Task objective
Answer these questions from the review of That's Not A Badger:
(a) In the game that gives the show its title, what do the contestants have to yell out?
(b) What does Byrne do with items in the second game of the night?
(c) According to the review, who got to the human Guess Who? before Byrne?

START Text

Jason Byrne: That's Not A Badger
Show type: Edinburgh Fringe 2004
Jason's inspired, original brand of high-energy lunacy ensures there is no other comedian presently like him and no two performances will ever be the same.
That's Not A Badger provides the manically effusive Jason Bryne with the perfect platform to demonstrate his spontaneous brilliance at audience interaction.
And the boisterous crowd he attracts are the sort of who like reciprocate, too, which means the initial promise of the usual good-natured 'what do you do for a living?' repartee quickly degenerates into something a lot more spirited and funny.
Byrne's technique is to explode with mock fury whenever he gets a response he considers poor. And that's most of them, lending an insane vigour to his performance that energises the room.
The lively backchat eventually leads us to the game which gives the show its title, tonight played by two 'volunteers' who turn out to be doctors so young they make Dougie Howser MD look like a has-been. This is more uranium for Bryne's comedy reactor, as his animated disbelief goes into meltdown.
It's a frantic game, in which the contestants simply have to yell out if the image presented to them is a badger or not. But the joy is in the way Byrne gets so breathlessly excited at the outcome, like a hyperactive five-year-old juiced up on Lucozade.
That's not the only game of the night; next he Sellotapes items together to make zany hybrids, his contenders' task being to choose the right name for these odd creations. But, at Bryne's instigation, it all descends to the verge of chaos, creating a brilliantly anarchic spirit.
The third and final game is the human Guess Who? which Bryne performed in last year's festival, even though Howard Read got there first. You would have thought he'd have got the hang of the rules by now, but again he feigns ignorance getting the audience to repeatedly stand up and sit down like Simon Says gone wrong.
There are a few snippets of actual material in the show, just a few inconsequential observational asides about the pitfalls of living with a woman, but they're hardly a key component. In fact, Byrne uses his script like most other comics use banter: sparsely.
Instead, he lets his recklessly overexcited inner child do most the work, and however reserved you are, you can't help but warm to his lively tomfoolery.

END Text
START Record extracts

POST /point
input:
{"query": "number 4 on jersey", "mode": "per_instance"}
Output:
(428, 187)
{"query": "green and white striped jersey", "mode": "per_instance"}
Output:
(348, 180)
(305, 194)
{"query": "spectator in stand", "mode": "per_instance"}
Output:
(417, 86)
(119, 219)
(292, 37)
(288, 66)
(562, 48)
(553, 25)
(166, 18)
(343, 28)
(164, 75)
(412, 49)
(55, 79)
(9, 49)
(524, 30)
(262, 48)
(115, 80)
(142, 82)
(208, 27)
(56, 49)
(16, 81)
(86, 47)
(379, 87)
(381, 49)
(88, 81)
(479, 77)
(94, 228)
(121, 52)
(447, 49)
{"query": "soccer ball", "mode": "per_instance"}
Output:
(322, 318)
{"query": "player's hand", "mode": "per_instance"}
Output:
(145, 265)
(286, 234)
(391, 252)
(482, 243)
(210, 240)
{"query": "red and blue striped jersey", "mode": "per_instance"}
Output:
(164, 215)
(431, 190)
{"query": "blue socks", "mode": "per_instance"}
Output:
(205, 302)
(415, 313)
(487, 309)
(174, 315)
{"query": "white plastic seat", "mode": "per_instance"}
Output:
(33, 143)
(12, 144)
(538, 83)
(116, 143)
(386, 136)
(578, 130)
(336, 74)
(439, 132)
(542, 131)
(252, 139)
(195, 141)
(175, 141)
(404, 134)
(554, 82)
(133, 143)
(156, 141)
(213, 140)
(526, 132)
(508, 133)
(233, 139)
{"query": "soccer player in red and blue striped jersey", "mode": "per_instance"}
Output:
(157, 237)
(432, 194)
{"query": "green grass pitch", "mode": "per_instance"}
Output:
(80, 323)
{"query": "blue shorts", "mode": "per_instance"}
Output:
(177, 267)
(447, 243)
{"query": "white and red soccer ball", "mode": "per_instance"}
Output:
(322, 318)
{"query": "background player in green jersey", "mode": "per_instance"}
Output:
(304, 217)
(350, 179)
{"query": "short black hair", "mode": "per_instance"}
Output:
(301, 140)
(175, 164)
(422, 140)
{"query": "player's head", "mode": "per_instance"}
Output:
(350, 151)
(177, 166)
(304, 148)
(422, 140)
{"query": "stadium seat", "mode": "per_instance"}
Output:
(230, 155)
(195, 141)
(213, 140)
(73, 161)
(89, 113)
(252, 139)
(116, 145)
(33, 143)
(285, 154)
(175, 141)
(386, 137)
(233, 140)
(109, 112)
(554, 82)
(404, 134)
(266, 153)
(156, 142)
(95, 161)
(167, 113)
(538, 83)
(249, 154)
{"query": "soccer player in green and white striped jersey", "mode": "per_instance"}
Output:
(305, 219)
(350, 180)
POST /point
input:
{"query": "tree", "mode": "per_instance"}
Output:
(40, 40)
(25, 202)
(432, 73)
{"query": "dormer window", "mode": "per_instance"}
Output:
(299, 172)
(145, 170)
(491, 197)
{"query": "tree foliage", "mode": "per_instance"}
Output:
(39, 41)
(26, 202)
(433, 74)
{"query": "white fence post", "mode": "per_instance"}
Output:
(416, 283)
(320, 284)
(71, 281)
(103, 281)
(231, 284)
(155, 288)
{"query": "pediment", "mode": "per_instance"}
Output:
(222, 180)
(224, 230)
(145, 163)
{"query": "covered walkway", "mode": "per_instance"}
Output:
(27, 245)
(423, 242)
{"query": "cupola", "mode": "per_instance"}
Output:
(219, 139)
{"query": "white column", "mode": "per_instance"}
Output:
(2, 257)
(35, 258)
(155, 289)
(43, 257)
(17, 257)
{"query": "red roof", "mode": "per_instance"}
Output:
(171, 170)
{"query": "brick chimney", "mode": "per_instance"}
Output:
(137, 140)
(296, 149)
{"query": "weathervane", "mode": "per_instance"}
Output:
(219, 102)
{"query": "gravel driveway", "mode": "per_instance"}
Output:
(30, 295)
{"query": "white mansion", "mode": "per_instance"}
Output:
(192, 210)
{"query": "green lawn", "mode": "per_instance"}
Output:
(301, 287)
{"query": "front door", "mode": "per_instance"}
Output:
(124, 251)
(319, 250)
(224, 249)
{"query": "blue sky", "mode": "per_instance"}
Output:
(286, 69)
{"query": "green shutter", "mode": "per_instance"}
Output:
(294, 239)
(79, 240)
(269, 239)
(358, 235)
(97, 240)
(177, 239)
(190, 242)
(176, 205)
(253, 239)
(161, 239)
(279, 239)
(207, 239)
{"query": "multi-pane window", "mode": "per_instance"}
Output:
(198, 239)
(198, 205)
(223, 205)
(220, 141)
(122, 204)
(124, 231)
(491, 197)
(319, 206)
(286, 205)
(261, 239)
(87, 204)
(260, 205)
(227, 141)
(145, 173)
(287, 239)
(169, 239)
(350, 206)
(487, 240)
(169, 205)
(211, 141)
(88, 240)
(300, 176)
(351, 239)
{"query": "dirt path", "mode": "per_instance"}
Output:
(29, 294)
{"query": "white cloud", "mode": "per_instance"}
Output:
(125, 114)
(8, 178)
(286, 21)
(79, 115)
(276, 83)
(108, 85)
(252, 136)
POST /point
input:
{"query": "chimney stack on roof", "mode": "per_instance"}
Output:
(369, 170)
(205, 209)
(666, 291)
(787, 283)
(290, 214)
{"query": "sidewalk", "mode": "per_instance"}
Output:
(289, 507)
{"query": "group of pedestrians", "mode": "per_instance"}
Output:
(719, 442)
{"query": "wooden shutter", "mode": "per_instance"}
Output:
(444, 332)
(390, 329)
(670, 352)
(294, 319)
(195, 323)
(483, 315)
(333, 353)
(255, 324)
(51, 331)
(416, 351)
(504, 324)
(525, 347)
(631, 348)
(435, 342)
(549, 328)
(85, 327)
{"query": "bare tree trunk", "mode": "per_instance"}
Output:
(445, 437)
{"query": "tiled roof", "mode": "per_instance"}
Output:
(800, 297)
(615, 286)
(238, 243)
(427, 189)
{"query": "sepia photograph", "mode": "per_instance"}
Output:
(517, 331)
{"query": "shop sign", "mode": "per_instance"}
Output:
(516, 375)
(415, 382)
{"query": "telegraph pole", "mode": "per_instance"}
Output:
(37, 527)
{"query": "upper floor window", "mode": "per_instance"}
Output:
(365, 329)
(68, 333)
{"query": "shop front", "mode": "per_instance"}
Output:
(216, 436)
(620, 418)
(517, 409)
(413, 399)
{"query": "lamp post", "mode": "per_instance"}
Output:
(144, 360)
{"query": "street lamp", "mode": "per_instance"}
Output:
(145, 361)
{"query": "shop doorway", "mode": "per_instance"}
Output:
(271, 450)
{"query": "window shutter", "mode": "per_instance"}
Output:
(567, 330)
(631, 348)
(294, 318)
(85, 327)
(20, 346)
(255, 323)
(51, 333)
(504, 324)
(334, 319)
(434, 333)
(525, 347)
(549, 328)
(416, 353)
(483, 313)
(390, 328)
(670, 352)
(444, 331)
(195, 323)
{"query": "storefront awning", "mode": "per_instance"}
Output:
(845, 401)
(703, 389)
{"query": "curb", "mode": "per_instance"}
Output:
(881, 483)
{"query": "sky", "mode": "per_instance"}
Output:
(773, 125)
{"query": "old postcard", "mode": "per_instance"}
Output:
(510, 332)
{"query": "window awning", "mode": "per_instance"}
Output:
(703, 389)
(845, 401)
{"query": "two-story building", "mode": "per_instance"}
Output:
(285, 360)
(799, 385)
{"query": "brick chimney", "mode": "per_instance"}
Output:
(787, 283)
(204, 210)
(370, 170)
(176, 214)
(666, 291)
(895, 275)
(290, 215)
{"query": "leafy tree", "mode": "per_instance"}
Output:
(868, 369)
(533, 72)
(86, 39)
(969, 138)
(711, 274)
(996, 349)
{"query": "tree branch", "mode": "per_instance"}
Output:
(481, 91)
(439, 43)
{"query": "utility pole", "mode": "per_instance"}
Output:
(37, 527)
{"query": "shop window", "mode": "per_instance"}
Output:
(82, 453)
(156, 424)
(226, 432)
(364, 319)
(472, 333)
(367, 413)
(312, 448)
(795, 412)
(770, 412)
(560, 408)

END Record extracts
START Record extracts

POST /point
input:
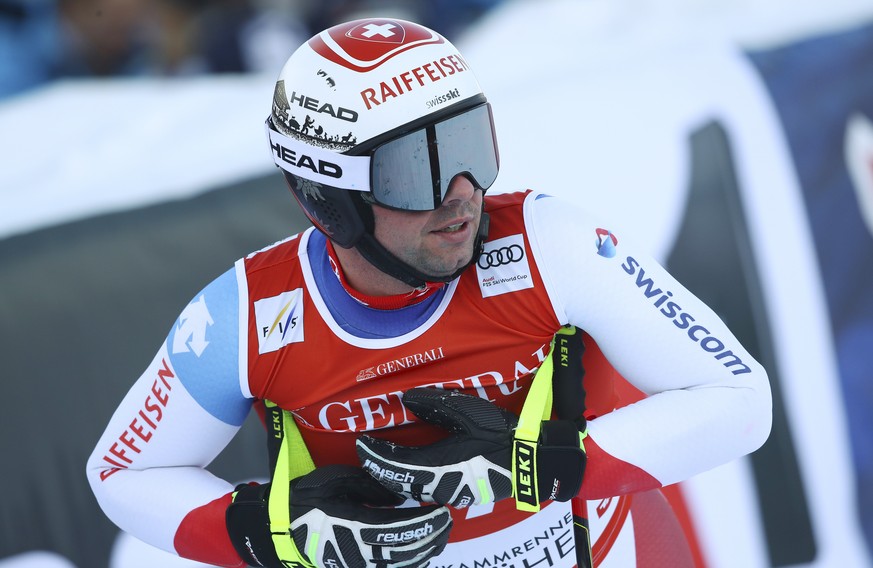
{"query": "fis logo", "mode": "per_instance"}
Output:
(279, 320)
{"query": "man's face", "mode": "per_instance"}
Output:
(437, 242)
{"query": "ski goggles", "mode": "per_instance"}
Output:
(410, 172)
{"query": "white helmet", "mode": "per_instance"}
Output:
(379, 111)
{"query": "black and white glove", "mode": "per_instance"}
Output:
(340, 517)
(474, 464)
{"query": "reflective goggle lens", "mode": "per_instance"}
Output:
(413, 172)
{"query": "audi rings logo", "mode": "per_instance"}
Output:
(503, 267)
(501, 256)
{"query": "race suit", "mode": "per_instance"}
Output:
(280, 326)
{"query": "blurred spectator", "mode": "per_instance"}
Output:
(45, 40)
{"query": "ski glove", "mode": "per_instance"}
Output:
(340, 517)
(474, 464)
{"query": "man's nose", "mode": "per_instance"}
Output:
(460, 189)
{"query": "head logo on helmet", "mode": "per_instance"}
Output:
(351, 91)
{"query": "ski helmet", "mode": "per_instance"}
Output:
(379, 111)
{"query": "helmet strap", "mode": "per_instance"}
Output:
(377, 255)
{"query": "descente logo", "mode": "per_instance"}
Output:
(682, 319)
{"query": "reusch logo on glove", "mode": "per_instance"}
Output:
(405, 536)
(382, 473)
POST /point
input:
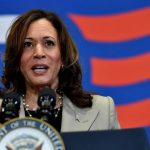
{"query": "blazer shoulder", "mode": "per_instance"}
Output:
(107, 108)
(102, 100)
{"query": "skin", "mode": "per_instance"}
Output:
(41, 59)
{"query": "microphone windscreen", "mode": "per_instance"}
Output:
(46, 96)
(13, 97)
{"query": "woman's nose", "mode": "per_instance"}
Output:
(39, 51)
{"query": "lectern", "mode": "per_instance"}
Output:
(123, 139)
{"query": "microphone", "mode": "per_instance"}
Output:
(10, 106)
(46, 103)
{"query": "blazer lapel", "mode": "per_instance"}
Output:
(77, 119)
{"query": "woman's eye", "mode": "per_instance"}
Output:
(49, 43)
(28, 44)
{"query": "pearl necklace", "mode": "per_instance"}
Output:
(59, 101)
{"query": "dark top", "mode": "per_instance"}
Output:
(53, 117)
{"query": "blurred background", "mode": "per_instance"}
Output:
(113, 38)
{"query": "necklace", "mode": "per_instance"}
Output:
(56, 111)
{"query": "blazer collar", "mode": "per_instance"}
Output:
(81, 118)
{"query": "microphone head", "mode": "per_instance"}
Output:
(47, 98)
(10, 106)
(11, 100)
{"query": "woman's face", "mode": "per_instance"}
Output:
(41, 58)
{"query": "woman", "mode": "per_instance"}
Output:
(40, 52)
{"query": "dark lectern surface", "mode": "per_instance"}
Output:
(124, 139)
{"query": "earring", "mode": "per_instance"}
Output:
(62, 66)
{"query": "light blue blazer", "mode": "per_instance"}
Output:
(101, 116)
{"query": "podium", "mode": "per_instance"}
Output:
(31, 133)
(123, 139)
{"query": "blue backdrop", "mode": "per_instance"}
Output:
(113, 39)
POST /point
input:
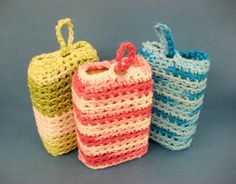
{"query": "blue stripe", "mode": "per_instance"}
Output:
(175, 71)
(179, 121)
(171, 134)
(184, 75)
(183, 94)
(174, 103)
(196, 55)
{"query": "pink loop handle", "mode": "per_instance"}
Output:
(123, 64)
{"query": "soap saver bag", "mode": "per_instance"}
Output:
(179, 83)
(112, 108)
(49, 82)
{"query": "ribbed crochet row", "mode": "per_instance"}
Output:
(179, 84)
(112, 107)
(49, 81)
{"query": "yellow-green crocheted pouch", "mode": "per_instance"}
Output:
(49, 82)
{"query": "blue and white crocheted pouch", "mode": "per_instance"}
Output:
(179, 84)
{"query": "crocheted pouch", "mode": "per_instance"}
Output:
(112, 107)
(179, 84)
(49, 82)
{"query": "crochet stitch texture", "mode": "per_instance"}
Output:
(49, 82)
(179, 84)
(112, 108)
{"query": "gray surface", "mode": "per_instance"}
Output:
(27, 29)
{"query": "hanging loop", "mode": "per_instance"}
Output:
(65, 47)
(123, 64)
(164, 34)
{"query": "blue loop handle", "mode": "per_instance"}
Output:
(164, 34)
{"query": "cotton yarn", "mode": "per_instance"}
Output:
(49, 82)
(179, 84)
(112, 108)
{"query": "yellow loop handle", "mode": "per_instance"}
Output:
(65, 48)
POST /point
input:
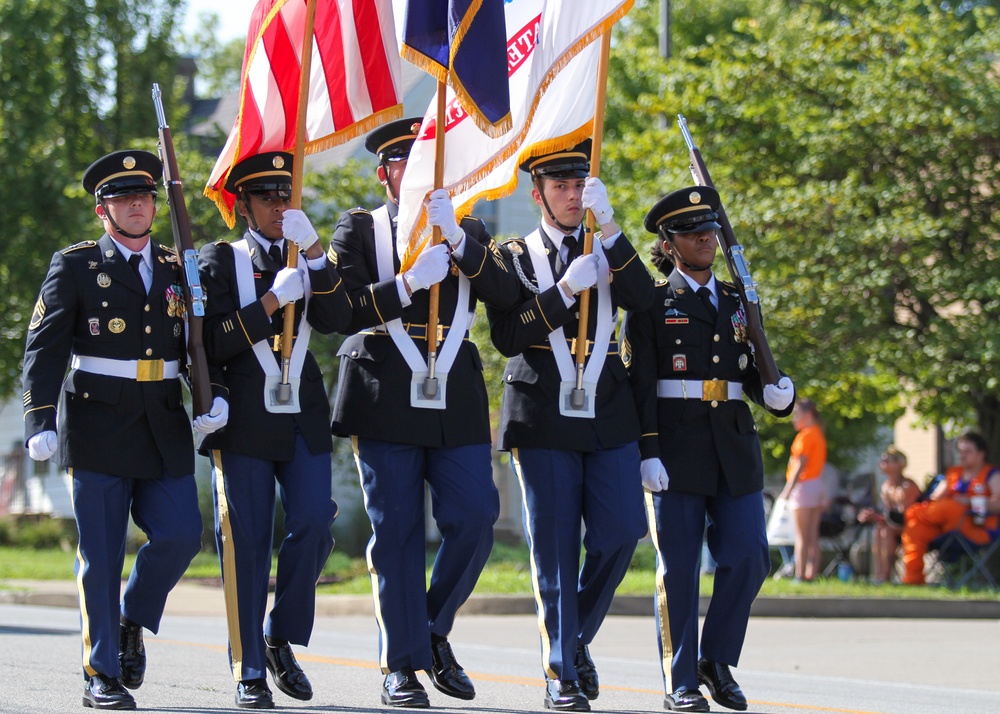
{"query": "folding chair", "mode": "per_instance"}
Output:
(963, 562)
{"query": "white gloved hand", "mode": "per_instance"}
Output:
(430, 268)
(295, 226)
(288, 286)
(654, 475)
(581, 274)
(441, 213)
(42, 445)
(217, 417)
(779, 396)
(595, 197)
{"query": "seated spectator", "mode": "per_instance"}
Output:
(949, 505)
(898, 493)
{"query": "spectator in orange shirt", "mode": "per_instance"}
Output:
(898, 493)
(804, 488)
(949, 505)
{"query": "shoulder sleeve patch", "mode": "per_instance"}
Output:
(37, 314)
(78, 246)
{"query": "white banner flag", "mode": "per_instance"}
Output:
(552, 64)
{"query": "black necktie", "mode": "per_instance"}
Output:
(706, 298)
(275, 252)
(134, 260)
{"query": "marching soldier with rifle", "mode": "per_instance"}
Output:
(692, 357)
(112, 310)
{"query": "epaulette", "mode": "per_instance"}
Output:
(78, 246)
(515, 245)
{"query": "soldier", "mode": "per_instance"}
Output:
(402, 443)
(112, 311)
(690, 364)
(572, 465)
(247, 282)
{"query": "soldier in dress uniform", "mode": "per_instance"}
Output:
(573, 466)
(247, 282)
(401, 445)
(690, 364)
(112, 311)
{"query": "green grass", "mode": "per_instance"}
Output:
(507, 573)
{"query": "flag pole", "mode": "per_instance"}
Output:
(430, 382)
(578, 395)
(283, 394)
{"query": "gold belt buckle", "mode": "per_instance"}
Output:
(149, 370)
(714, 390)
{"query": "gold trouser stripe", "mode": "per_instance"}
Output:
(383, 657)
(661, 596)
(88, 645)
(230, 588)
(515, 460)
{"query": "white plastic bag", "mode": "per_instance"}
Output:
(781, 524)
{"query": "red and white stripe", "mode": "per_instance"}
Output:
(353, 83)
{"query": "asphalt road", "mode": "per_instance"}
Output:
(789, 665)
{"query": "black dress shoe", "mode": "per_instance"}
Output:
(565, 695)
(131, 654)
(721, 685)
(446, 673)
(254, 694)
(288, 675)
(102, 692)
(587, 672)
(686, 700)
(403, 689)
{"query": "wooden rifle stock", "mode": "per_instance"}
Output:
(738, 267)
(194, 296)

END Record extracts

Answer to this task
(a) Whether the image presented to them is a badger or not.
(b) He Sellotapes them together to make zany hybrids.
(c) Howard Read.